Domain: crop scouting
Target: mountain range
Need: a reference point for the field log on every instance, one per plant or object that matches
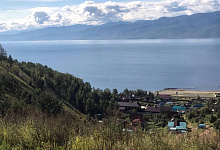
(203, 25)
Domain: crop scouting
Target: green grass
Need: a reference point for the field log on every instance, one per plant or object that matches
(37, 131)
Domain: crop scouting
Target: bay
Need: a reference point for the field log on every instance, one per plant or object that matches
(150, 65)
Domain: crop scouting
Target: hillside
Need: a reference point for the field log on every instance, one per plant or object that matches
(206, 25)
(24, 84)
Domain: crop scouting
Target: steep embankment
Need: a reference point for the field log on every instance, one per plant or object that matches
(23, 84)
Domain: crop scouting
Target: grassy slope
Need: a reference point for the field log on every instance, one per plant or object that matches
(23, 80)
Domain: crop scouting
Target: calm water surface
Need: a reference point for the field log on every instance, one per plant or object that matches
(134, 64)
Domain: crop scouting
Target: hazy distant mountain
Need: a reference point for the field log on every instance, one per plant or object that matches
(205, 25)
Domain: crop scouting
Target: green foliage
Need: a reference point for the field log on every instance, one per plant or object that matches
(212, 118)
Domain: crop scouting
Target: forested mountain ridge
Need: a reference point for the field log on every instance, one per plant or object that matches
(204, 25)
(52, 92)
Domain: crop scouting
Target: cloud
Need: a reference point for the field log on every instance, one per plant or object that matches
(90, 12)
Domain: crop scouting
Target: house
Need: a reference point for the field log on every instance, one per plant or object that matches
(124, 106)
(179, 109)
(177, 127)
(217, 94)
(202, 126)
(198, 106)
(151, 110)
(164, 97)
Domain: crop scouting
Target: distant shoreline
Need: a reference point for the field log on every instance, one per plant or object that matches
(190, 93)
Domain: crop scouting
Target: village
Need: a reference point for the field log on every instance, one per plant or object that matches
(168, 107)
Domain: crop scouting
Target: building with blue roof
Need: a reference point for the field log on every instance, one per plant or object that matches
(178, 109)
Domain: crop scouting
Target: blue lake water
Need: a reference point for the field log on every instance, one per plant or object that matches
(134, 64)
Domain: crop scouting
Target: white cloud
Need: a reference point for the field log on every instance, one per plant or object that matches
(90, 12)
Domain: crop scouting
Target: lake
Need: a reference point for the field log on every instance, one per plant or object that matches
(134, 64)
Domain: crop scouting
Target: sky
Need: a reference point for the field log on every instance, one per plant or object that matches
(33, 14)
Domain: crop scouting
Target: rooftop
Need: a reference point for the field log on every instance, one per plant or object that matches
(128, 104)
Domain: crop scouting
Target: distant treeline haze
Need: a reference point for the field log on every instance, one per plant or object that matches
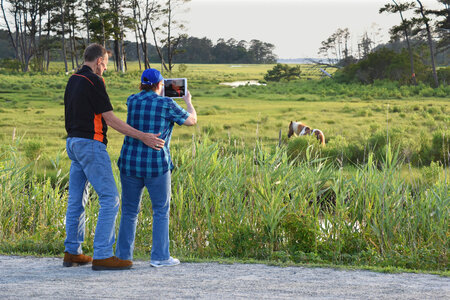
(38, 32)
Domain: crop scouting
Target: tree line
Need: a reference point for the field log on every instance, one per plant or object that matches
(40, 31)
(430, 27)
(38, 27)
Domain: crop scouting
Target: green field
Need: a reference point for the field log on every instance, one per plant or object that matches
(236, 193)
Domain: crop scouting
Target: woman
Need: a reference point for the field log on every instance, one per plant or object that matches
(141, 166)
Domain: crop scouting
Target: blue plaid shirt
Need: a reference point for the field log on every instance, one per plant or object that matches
(149, 112)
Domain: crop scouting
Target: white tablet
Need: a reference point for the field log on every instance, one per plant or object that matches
(175, 87)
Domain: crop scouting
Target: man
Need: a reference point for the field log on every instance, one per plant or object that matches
(88, 112)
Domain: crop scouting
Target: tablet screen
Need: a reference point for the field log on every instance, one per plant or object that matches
(175, 88)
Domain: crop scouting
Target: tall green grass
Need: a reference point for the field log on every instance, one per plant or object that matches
(260, 204)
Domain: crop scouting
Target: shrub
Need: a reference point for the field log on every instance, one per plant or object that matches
(383, 64)
(444, 75)
(10, 64)
(440, 146)
(282, 72)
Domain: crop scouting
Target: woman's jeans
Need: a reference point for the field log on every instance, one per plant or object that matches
(159, 191)
(90, 163)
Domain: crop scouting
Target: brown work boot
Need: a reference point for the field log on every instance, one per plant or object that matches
(75, 260)
(111, 263)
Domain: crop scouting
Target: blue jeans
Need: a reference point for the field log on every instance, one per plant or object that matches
(159, 191)
(90, 162)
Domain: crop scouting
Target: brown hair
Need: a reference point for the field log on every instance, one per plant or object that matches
(148, 87)
(94, 51)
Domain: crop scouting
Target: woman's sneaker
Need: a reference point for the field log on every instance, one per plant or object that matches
(165, 263)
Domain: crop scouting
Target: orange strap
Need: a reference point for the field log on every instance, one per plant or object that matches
(84, 77)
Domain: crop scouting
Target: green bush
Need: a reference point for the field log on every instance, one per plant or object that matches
(440, 147)
(444, 75)
(10, 64)
(283, 72)
(383, 64)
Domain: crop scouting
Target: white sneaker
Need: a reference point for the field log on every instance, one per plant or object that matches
(165, 263)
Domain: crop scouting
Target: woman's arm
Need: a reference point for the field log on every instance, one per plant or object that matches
(192, 119)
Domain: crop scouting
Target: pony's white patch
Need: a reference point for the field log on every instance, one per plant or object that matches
(295, 126)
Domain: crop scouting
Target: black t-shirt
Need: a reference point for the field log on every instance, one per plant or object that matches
(85, 100)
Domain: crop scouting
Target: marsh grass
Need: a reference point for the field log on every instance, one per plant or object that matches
(364, 199)
(258, 204)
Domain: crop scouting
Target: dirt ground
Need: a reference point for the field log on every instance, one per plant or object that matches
(31, 277)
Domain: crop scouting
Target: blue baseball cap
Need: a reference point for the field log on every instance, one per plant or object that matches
(151, 76)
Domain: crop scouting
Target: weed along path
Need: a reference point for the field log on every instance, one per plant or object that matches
(31, 277)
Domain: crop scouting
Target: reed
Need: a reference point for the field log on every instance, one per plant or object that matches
(260, 204)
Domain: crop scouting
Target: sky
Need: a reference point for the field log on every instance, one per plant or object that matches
(295, 27)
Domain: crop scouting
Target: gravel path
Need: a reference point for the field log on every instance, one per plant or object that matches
(31, 277)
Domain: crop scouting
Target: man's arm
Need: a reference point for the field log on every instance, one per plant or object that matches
(192, 119)
(149, 139)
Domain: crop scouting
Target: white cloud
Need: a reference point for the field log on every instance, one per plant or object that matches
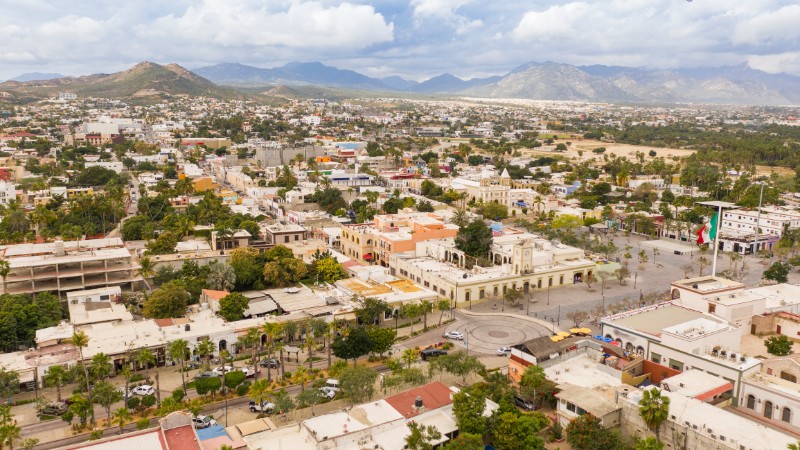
(444, 12)
(300, 24)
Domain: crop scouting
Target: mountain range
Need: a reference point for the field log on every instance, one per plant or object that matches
(547, 81)
(538, 81)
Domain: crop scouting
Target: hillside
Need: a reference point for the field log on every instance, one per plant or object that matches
(144, 80)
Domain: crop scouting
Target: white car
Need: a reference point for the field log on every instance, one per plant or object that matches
(218, 371)
(201, 422)
(144, 389)
(328, 392)
(457, 335)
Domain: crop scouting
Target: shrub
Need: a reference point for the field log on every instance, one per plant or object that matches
(148, 400)
(242, 389)
(143, 424)
(178, 394)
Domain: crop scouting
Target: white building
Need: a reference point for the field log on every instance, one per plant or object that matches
(8, 192)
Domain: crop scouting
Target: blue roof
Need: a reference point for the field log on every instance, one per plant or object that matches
(211, 432)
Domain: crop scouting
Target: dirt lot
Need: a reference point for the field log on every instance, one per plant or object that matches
(626, 150)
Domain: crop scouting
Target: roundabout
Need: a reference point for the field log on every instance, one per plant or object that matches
(486, 333)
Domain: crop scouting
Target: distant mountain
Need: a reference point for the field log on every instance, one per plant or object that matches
(146, 79)
(36, 76)
(597, 83)
(295, 73)
(447, 83)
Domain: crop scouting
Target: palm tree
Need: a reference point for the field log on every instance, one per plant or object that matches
(145, 357)
(300, 376)
(56, 376)
(146, 270)
(654, 409)
(205, 348)
(310, 344)
(260, 392)
(425, 307)
(121, 416)
(80, 339)
(5, 268)
(177, 352)
(272, 330)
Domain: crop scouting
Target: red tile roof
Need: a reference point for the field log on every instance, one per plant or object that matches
(434, 395)
(182, 438)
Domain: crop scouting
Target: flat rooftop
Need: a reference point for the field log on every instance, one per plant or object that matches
(697, 384)
(708, 284)
(651, 320)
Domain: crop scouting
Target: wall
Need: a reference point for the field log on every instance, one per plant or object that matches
(271, 157)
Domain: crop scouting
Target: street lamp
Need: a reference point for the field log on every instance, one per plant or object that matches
(758, 215)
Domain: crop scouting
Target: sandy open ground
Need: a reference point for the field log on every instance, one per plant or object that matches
(625, 150)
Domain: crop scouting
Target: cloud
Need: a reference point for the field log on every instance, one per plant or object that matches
(300, 25)
(444, 12)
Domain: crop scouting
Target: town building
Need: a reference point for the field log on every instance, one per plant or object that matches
(61, 267)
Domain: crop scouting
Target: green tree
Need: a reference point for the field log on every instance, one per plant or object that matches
(465, 441)
(457, 363)
(380, 339)
(178, 351)
(221, 277)
(80, 339)
(358, 384)
(475, 239)
(57, 376)
(587, 433)
(233, 306)
(421, 437)
(778, 272)
(105, 395)
(284, 272)
(168, 301)
(654, 409)
(353, 345)
(779, 345)
(468, 407)
(513, 431)
(329, 270)
(650, 443)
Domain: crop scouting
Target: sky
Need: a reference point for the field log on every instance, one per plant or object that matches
(416, 39)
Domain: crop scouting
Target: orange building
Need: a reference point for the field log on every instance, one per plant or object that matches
(397, 233)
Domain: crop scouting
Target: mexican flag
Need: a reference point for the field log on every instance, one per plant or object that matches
(709, 232)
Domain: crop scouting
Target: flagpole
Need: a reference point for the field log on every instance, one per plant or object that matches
(716, 240)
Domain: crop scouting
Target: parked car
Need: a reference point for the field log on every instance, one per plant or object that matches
(249, 371)
(272, 363)
(54, 409)
(431, 353)
(201, 422)
(144, 389)
(333, 383)
(125, 395)
(263, 407)
(218, 371)
(328, 392)
(524, 404)
(457, 335)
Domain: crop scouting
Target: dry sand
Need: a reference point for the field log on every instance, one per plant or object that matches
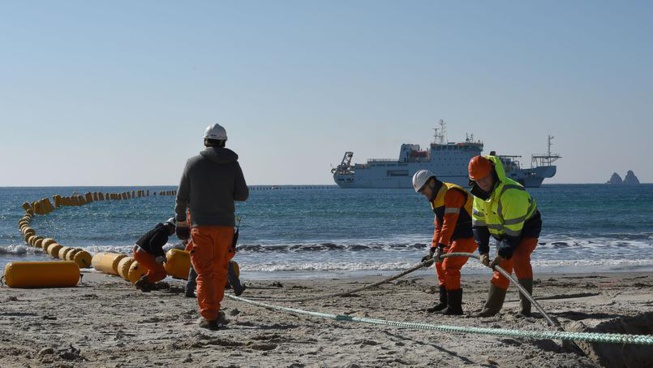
(105, 322)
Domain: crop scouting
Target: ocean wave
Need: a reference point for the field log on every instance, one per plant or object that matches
(322, 247)
(19, 249)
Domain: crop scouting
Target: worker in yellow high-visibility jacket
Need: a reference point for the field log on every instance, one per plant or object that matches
(504, 210)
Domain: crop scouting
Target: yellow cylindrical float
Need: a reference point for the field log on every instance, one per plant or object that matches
(38, 242)
(46, 242)
(71, 254)
(136, 271)
(178, 263)
(27, 231)
(41, 274)
(53, 250)
(107, 262)
(62, 253)
(123, 267)
(83, 259)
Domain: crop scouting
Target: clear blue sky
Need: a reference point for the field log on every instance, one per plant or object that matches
(120, 92)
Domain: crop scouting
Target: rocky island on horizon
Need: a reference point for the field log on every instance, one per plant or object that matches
(630, 179)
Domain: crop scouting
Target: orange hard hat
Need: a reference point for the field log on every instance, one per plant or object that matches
(479, 167)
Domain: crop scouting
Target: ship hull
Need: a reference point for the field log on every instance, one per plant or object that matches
(379, 177)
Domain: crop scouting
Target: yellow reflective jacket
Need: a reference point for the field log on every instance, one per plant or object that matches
(509, 213)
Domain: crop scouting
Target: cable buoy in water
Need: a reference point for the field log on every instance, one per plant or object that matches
(107, 262)
(136, 271)
(82, 258)
(123, 267)
(41, 274)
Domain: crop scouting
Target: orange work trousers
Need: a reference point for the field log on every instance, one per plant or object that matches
(448, 271)
(155, 271)
(210, 258)
(520, 262)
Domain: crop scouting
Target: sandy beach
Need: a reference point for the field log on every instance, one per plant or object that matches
(105, 322)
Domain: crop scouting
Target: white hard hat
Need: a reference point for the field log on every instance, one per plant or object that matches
(215, 131)
(420, 178)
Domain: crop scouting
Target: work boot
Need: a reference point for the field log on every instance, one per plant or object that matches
(454, 307)
(524, 302)
(234, 281)
(443, 301)
(191, 285)
(494, 302)
(143, 285)
(209, 325)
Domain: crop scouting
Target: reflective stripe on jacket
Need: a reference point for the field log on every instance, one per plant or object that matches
(453, 214)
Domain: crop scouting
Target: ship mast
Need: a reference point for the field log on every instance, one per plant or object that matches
(545, 160)
(439, 134)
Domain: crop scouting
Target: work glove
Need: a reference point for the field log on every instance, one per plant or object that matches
(182, 230)
(485, 259)
(439, 252)
(429, 257)
(496, 261)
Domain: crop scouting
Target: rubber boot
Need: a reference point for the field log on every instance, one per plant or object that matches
(234, 281)
(443, 301)
(494, 302)
(191, 285)
(454, 308)
(524, 302)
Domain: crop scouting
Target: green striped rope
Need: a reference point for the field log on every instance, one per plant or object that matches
(608, 338)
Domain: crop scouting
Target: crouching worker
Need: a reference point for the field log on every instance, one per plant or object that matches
(452, 206)
(148, 252)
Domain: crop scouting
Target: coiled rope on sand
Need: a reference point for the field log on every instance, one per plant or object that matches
(560, 334)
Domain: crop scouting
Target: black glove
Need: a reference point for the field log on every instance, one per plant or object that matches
(182, 230)
(429, 257)
(506, 247)
(497, 260)
(439, 252)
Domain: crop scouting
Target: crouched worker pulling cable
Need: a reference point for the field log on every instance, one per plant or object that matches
(149, 253)
(504, 210)
(452, 206)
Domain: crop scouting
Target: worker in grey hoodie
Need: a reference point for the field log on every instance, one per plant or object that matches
(210, 184)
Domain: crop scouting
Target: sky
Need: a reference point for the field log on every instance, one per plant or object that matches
(120, 92)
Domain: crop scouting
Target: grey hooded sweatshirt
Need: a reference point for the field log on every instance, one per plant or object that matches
(210, 184)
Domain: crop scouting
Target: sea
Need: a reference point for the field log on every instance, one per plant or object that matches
(322, 231)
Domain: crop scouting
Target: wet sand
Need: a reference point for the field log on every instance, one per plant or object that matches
(105, 322)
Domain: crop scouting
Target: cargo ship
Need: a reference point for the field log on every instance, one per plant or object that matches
(448, 160)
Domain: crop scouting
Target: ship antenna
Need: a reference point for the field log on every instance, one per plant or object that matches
(439, 137)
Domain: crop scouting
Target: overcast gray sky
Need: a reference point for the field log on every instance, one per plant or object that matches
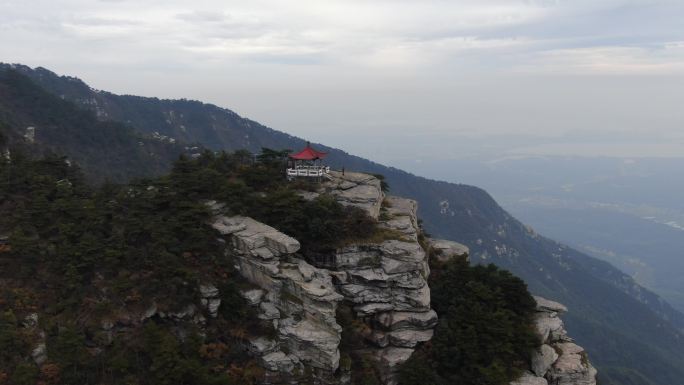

****************************************

Copy out every line of the listing above that contains the word "distant".

Target: hazy distant mountain
Target: distant shoreline
Target: distant treeline haze
Target: distant mountain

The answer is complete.